[I tuoi compiti]
#1 Secondo il testo fornito, in quale città e in quale data ebbe la prima esecuzione in Kirghizistan l'Overture su temi russi e circassi?
#2 Copia dal testo fornito la parte compresa tra "Ad aprire il" e "dello stesso anno.", estremi inclusi.

[Testo fornito]
◇ ◇ ◇ ◇ ◇
Allievo di Riccardo Muti, il tarantino Milletarì (sì, con l’accento sulla ì) è ormai lanciato nel panorama internazionale, ed evidentemente si merita il successo per la sua preparazione e il suo entusiasmo, che sono testimoniati da questo esempio bolognese dello scorso anno, dove lo ascoltiamo e vediamo presentare e dirigere famosi brani del repertorio classico e romantico. Dirige con gesti ampi ma mai affettati o gigioneschi e usa la mano sinistra (à-la-Abbado) per dettare le sfumature espressive: è piacevole anche solo da vedere e - a giudicare da ciò che si è udito - deve anche essere efficace nella preparazione dell’orchestra.
Ad aprire il programma è la pochissimo eseguita Overture su temi russi e circassi, composta nel 1963 da Dmitri Shostakovich per celebrare il centenario dell’incorporazione volontaria (ma forse meglio sarebbe dire annessione, 1864) del Kirghizistan nell’Impero russo. Il compositore era proprio reduce da un viaggio (fatto anche per ritemprare lo spirito oltre che il corpo...) in quel remoto paese asiatico ed aveva preso l’impegno di comporre qualcosa per l’occasione. Così in poche settimane scrisse il brano, che ebbe la prima esecuzione a Mosca giovedi 10 ottobre, 1963 e la prima in Kirghizistan nella capitale Bishkek (allora Frunze) sabato 2 novembre dello stesso anno.
◇ ◇ ◇ ◇ ◇
[Record memorizzati]

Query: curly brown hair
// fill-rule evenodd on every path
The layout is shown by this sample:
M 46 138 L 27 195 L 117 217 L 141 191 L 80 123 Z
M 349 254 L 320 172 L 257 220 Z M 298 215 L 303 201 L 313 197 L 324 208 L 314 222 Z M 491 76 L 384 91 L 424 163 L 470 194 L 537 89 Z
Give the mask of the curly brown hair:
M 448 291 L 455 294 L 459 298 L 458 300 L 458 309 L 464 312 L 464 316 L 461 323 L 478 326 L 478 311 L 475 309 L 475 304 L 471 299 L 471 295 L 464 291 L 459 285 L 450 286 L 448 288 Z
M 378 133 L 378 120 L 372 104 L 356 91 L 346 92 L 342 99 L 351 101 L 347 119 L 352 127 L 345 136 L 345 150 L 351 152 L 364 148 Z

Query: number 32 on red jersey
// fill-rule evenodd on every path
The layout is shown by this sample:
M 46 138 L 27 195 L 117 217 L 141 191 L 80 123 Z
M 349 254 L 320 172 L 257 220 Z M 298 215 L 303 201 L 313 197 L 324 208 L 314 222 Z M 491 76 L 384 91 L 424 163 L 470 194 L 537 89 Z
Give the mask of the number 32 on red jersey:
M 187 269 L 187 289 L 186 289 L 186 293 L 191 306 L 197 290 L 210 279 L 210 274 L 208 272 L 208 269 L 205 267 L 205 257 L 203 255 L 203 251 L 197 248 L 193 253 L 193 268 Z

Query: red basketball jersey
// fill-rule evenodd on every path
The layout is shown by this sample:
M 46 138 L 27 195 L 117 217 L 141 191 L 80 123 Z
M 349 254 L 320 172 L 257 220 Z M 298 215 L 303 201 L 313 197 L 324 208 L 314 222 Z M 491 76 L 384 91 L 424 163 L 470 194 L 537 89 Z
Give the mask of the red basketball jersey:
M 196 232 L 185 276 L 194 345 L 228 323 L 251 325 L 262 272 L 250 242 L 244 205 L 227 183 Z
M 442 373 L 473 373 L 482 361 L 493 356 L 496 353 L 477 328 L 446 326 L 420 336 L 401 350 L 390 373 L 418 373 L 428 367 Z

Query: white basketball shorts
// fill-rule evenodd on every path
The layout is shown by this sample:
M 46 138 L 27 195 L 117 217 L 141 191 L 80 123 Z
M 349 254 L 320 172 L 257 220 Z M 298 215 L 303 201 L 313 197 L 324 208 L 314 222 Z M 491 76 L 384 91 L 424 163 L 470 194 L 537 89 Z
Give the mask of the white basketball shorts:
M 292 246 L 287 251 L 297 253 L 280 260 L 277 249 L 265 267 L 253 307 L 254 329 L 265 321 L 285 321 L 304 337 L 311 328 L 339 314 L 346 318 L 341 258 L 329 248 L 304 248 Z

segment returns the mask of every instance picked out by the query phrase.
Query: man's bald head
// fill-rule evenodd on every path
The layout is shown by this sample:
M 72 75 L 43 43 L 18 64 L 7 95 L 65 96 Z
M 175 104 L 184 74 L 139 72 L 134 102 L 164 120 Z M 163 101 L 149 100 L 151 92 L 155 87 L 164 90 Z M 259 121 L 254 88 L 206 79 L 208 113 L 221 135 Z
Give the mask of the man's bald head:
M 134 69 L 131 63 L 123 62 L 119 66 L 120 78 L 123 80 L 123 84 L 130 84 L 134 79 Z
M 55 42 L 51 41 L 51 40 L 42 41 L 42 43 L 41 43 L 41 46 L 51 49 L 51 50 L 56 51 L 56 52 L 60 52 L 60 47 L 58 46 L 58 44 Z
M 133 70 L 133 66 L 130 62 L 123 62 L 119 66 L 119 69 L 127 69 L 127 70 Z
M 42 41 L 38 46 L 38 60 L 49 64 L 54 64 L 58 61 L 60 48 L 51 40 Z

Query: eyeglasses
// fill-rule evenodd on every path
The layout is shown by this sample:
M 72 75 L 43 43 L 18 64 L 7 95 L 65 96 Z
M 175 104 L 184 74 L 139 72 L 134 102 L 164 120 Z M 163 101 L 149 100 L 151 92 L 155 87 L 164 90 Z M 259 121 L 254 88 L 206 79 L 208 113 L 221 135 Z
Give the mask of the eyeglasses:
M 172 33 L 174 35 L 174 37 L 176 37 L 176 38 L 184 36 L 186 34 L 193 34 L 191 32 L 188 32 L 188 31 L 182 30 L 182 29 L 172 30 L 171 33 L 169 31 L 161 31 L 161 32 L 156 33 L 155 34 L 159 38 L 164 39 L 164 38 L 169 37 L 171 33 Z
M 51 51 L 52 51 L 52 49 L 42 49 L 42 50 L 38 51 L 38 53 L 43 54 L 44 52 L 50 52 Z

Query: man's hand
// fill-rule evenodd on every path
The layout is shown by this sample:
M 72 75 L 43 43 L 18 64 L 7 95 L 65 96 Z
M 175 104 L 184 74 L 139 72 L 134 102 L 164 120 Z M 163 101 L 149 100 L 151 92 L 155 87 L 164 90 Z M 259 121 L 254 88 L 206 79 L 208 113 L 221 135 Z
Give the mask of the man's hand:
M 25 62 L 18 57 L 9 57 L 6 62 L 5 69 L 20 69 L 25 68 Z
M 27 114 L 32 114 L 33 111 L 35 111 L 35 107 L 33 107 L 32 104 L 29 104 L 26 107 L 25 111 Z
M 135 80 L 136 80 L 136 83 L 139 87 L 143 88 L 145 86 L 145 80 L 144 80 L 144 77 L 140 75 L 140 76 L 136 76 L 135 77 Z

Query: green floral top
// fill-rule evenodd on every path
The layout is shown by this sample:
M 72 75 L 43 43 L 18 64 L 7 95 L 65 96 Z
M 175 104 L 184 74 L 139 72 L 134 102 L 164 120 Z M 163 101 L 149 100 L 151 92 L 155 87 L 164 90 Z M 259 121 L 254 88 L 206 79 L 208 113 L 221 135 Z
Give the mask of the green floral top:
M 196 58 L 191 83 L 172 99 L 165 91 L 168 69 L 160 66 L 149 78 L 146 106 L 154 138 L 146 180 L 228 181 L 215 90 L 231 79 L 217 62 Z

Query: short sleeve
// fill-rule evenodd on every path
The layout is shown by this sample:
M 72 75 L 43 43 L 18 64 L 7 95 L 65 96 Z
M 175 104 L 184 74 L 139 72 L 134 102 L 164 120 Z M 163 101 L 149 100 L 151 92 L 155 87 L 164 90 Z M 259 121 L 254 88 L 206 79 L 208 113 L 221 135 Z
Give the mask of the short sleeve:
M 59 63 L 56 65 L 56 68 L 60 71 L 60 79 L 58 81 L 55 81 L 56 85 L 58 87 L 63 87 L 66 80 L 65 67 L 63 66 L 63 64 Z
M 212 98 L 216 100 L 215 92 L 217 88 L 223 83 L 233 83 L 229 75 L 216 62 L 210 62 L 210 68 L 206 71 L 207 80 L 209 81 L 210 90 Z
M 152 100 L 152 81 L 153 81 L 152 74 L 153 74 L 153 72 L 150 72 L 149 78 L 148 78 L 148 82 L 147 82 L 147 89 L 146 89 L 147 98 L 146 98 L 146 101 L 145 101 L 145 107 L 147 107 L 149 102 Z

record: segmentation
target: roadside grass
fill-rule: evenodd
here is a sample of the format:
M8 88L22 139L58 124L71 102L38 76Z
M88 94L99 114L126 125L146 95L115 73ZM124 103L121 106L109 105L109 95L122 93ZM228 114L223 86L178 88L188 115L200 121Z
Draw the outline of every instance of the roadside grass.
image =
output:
◇ ◇ ◇ ◇ ◇
[Soluzioni dei compiti]
#1 A Bishkek (allora Frunze), sabato 2 novembre 1963.

#2
Ad aprire il programma è la pochissimo eseguita Overture su temi russi e circassi, composta nel 1963 da Dmitri Shostakovich per celebrare il centenario dell’incorporazione volontaria (ma forse meglio sarebbe dire annessione, 1864) del Kirghizistan nell’Impero russo. Il compositore era proprio reduce da un viaggio (fatto anche per ritemprare lo spirito oltre che il corpo...) in quel remoto paese asiatico ed aveva preso l’impegno di comporre qualcosa per l’occasione. Così in poche settimane scrisse il brano, che ebbe la prima esecuzione a Mosca giovedi 10 ottobre, 1963 e la prima in Kirghizistan nella capitale Bishkek (allora Frunze) sabato 2 novembre dello stesso anno.